* _WHAT THIS EXERCISE ASKS_
1. In the thread about reading Parquet with dask, quote the stretch from "I got invalid" through "without hdfs access.".
2. Turn the paragraph of the thread about reading Parquet with dask that opens "HTTP(S) is supported by dask" into a short list that keeps its main facts.

* _DOCUMENT EXTRACT_

— Begin —

0

I have been dealing with this problem for a week. I use the command

from dask import dataframe as ddf
ddf.read_parquet("http://IP:port/webhdfs/v1/user/...")

I got invalid parquet magic. However ddf.read_parquet is Ok with "webhdfs://"

I would like the ddf.read_parquet works for http because I want to use it in dask-ssh cluster for workers without hdfs access.

James Z
  • 12,209
  • 10
  • 24
  • 44

1 Answers1

0

Although the comments already partly answer this question, I thought I would add some information as an answer

  • HTTP(S) is supported by dask (actually fsspec) as a backend filesystem; but to get partitioning within a file, you need to get the size of that file, and to resolve globs, you need to be able to get a list of links, neither of which are necessarily provided by any given server
  • webHDFS (or indeed httpFS) don't work like HTTP downloads, you need to use a specific API to open a file and fetch a final URL on a cluster member to that file; so the two methods are not interchangeable
  • webHDFS is normally intended for use outside of the hadoop cluster; within the cluster, you would probably use plain HDFS ("hdfs://"). However, kerberos-secured webHDFS can be tricky to work with, depending on how the security was set up.

— End —

* _Position identification records_
— Begin —

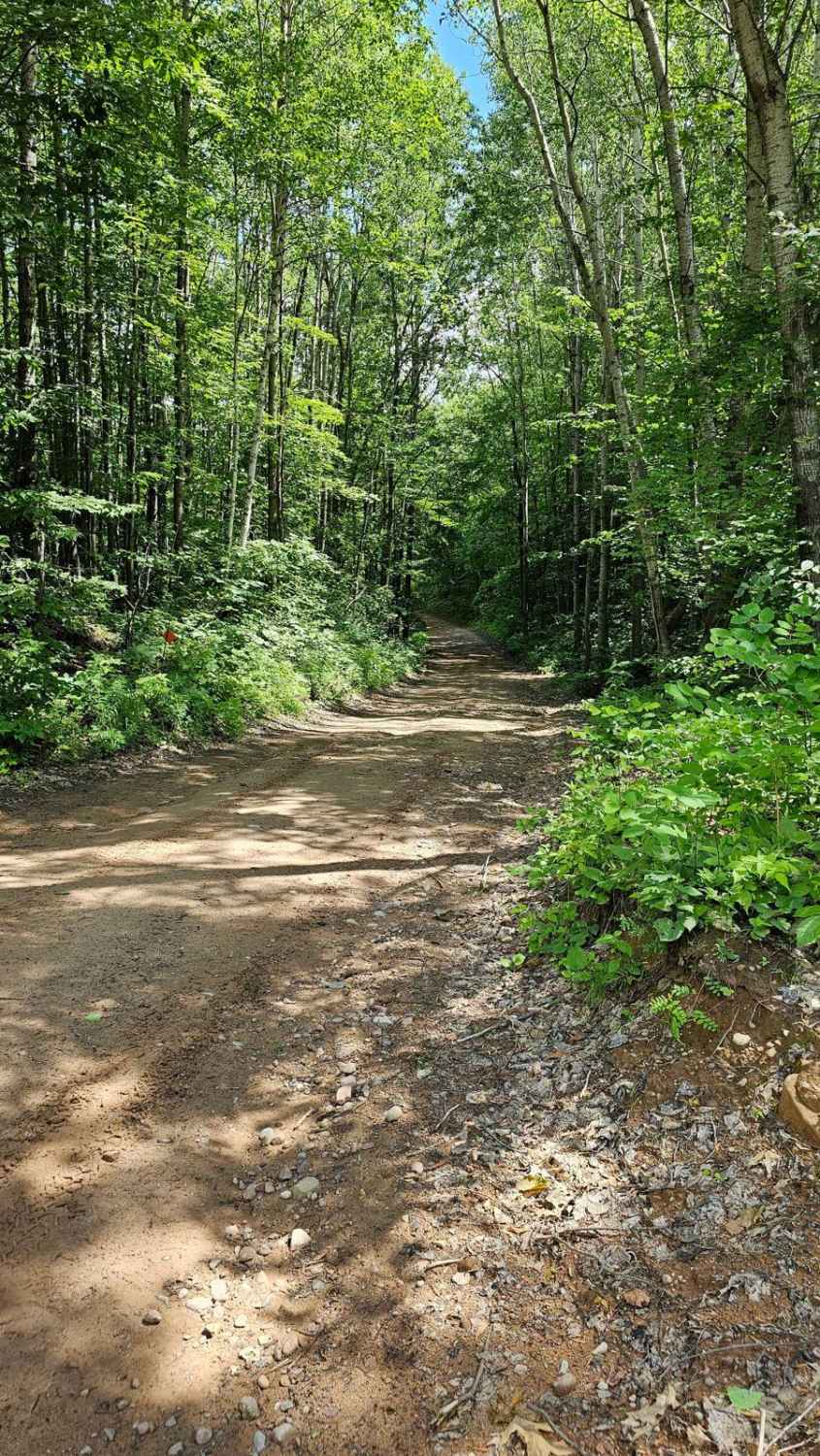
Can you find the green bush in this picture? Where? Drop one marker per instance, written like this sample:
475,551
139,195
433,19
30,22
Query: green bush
79,678
691,809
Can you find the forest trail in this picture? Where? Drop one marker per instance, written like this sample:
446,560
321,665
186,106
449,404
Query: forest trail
245,923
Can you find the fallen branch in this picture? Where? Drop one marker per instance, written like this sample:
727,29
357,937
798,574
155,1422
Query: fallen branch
497,1025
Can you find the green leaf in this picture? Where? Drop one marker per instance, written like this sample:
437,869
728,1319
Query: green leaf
808,929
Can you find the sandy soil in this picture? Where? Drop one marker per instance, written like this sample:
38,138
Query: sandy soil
230,919
529,1225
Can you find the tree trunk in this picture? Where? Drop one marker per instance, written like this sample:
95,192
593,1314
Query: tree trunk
23,474
770,98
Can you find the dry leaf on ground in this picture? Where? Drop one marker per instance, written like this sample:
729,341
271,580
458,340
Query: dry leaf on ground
534,1435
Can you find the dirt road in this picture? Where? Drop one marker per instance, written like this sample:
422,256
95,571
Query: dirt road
194,952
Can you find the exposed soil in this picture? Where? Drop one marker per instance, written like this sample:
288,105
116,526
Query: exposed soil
201,949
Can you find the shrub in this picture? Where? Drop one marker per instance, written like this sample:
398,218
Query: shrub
692,807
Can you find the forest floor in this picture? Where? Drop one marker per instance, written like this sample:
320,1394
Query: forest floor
497,1187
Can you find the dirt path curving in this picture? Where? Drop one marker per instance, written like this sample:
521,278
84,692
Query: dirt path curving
192,954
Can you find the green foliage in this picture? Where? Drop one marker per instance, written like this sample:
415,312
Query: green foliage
691,809
672,1009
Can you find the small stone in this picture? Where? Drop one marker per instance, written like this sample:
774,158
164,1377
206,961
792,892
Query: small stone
564,1383
637,1298
796,1107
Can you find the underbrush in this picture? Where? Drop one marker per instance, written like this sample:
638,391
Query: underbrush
695,806
81,676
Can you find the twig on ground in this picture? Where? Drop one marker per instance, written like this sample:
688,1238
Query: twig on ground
799,1420
471,1392
499,1025
560,1432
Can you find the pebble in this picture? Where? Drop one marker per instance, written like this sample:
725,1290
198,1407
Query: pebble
564,1383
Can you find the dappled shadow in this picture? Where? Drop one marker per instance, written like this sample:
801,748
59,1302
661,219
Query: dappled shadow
180,970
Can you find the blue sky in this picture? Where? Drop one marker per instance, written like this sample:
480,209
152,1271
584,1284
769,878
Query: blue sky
458,49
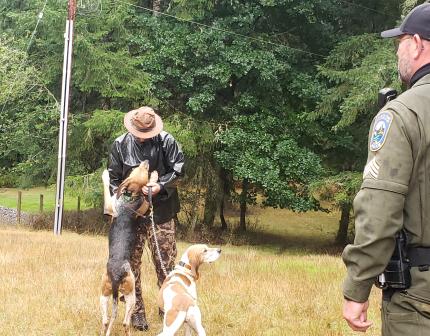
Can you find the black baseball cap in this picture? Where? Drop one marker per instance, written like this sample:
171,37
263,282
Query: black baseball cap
416,22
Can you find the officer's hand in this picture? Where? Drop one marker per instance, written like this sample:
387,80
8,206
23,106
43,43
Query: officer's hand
355,314
155,188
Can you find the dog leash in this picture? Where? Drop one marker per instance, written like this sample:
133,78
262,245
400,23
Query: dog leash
151,216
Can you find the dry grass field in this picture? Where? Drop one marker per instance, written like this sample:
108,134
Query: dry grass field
50,285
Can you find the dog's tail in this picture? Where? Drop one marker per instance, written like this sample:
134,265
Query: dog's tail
116,274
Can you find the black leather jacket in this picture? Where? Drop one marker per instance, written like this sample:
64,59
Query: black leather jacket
164,156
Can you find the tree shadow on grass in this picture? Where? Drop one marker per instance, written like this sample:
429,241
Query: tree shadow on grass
279,244
294,244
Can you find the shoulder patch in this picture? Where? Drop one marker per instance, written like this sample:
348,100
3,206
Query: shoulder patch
380,130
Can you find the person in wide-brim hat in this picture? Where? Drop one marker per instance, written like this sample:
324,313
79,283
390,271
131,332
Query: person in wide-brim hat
143,123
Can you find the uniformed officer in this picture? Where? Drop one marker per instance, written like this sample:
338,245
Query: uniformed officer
146,140
395,193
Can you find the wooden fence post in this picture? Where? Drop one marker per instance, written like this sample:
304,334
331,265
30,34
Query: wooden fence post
18,213
79,210
41,203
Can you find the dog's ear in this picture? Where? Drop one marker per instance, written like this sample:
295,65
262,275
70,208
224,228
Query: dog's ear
196,258
144,164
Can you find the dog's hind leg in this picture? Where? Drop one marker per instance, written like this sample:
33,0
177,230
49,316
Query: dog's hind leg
173,320
129,290
194,319
104,302
108,204
114,313
187,329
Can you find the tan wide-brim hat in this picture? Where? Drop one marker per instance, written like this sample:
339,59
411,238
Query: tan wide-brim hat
143,122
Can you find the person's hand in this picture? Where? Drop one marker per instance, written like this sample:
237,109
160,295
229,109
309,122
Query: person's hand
355,313
155,188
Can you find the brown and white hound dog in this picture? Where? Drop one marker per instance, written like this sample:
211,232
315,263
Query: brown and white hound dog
178,294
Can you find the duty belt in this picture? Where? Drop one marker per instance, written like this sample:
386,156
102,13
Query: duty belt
419,257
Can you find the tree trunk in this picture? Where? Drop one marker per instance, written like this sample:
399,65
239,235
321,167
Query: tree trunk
195,217
212,195
242,223
342,233
225,192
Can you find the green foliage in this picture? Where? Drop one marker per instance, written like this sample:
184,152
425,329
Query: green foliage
338,190
88,187
357,69
28,120
258,149
196,137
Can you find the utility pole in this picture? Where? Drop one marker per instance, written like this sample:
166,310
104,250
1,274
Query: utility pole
65,94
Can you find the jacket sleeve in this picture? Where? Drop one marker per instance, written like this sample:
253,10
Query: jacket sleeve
115,168
378,206
174,162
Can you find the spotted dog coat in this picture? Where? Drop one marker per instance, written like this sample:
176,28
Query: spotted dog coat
119,276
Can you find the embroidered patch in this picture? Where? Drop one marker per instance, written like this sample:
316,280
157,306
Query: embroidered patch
372,169
380,130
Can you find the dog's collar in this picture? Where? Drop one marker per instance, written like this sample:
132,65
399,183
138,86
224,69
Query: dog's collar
185,265
128,196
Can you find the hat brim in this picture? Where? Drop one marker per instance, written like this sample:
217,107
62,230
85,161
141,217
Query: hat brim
392,33
143,135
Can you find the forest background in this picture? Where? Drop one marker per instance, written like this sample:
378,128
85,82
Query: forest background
271,100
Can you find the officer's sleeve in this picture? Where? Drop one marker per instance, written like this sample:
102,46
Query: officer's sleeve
174,161
378,206
115,168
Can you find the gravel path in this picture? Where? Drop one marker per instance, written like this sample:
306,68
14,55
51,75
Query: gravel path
8,216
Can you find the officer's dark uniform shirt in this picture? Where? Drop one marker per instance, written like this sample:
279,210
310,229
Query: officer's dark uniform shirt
395,192
164,155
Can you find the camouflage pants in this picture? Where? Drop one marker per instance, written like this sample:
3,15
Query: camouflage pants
165,233
405,315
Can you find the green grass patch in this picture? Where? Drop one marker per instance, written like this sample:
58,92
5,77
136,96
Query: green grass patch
31,199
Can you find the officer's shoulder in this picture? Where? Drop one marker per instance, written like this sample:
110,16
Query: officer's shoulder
165,137
121,138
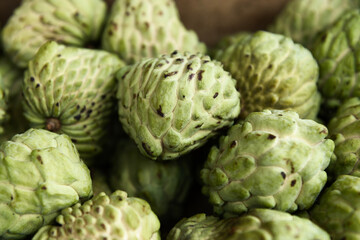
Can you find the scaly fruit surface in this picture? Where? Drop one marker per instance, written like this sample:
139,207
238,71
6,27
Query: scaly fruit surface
40,174
164,185
173,104
272,159
272,72
337,51
258,224
10,83
338,209
105,217
139,29
344,128
71,90
70,22
302,20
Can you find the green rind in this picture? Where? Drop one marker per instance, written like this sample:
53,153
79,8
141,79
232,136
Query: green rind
272,159
77,87
173,104
33,23
105,217
139,29
272,72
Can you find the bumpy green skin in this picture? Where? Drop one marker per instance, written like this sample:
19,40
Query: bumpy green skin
10,84
273,73
258,224
173,104
337,51
273,159
72,91
139,29
105,217
302,20
70,22
164,185
40,174
344,128
338,209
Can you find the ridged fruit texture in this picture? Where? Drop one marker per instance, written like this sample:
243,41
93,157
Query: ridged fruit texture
272,72
338,209
344,128
139,29
337,52
273,159
258,224
70,22
164,185
105,217
302,20
173,104
40,174
71,90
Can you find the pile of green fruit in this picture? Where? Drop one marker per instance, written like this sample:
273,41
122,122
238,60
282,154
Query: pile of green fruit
119,123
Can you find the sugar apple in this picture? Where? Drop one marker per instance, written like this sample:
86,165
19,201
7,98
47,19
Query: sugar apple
10,85
272,159
70,22
105,217
41,173
147,28
165,185
273,73
302,20
258,224
338,209
71,90
337,50
344,129
173,104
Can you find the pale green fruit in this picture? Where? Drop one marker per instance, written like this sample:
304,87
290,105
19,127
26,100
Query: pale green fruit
272,72
139,29
105,217
10,83
344,128
10,80
338,209
258,224
41,173
71,90
302,20
173,104
100,181
70,22
337,51
272,159
165,185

— End —

* _EXERCISE RESULTS_
1.
I got invalid parquet magic. However ddf.read_parquet is Ok with "webhdfs://"

I would like the ddf.read_parquet works for http because I want to use it in dask-ssh cluster for workers without hdfs access.

2.
- Dask, or more precisely fsspec, supports HTTP(S) as a backend filesystem.
- Partitioning within a file requires the file's size.
- Resolving globs requires a list of links.
- A given server doesn't necessarily provide either one.